Records from a data source

━━━━━━

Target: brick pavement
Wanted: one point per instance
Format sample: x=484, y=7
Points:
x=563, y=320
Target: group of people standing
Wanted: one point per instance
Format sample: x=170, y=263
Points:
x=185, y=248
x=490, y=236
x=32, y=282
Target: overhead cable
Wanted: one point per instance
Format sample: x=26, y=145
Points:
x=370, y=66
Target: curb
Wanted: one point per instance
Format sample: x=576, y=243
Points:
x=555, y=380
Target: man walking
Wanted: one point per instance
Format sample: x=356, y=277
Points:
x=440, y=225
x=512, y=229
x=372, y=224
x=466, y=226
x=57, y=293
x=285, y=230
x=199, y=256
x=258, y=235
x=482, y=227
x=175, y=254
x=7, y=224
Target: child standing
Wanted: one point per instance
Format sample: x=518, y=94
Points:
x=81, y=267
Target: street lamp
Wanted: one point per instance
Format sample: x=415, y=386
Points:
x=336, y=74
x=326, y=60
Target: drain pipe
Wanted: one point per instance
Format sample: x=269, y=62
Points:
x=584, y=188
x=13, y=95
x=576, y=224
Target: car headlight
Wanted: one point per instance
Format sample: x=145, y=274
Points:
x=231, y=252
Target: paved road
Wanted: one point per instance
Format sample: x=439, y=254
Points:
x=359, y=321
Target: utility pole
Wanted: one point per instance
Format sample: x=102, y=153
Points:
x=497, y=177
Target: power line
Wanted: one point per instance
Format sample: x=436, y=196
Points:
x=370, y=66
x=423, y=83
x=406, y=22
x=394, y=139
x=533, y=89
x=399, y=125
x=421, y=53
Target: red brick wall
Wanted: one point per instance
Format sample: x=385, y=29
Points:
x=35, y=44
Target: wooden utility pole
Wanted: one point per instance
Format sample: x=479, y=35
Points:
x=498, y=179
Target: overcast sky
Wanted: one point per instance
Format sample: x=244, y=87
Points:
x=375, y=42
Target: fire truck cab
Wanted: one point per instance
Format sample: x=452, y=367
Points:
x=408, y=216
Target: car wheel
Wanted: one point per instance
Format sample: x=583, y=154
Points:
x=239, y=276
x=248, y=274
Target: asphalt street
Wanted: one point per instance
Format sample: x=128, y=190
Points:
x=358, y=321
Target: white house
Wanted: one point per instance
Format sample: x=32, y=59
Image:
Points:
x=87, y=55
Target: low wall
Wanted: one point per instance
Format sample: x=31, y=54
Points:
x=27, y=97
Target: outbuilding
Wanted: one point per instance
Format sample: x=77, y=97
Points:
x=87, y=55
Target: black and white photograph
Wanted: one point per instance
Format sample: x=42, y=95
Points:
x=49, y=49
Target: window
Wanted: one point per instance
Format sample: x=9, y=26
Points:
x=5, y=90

━━━━━━

Exercise directions: The lines above that hold the word "wall" should be found and copied out.

Exercise solution:
Target: red brick wall
Target: low wall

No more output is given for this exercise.